* Material provided *
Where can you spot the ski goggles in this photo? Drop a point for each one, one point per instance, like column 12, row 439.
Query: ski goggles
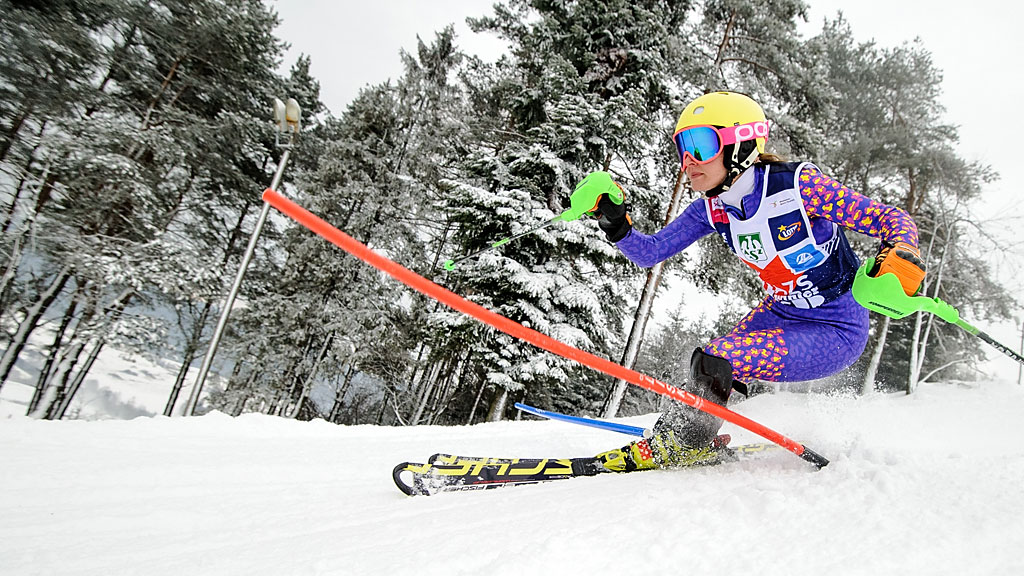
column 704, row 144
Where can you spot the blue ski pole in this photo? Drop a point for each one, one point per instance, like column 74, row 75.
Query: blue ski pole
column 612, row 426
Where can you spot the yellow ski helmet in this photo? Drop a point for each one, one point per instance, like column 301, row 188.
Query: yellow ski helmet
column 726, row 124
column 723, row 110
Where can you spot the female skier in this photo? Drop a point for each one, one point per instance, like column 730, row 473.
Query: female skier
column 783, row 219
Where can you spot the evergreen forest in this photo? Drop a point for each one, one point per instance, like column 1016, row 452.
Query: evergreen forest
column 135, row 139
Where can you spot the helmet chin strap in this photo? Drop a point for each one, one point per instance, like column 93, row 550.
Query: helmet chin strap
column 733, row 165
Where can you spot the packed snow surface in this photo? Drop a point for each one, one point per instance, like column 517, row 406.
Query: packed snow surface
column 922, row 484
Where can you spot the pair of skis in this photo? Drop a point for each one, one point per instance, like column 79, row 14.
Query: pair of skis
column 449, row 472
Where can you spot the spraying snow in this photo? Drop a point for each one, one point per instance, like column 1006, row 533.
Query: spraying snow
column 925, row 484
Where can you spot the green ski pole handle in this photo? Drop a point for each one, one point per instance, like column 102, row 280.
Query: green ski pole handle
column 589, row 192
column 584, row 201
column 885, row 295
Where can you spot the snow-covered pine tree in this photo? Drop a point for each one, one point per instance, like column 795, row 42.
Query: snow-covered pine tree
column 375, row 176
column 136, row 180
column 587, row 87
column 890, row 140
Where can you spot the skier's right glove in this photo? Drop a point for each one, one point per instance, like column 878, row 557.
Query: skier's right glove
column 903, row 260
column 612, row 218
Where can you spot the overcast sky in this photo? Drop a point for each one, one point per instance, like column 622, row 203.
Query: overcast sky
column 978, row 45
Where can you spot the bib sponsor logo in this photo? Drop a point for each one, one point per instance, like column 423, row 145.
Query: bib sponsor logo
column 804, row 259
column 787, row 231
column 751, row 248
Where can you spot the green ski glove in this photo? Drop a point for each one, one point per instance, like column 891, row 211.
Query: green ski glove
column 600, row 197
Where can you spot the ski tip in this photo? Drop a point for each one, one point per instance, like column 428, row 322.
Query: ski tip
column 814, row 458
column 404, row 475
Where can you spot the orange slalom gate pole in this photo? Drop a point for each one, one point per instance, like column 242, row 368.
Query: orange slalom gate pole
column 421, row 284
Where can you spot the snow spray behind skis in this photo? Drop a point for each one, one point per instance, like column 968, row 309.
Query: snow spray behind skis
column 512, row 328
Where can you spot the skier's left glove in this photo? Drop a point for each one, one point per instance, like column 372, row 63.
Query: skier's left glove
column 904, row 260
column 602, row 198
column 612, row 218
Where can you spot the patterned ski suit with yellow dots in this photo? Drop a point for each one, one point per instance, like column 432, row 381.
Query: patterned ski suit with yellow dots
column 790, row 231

* Exercise requirements *
Retype exactly the lines above, from the one with "Query: green ski glove" through the one with "Where can you spot the skier's left", inclusive.

* Exercise answer *
Query: green ski glove
column 600, row 197
Where can you spot the ski tip in this photo? Drop a point for each one, one point per instance, like column 428, row 322.
Query: ski tip
column 814, row 458
column 404, row 475
Where can you spot the orange slalom gate pole in this photo? Drop a point for each one, one point per instance, like column 242, row 368.
Query: orange slalom gate pole
column 421, row 284
Where can you spot the snow spray behind skis in this photo? Drop a point for each one, one point per instance, like column 968, row 309.
Query: snow spray behind skis
column 512, row 328
Where can you spot the skier's left glove in this photo? Drop a point for each one, one point per instance, like column 372, row 63.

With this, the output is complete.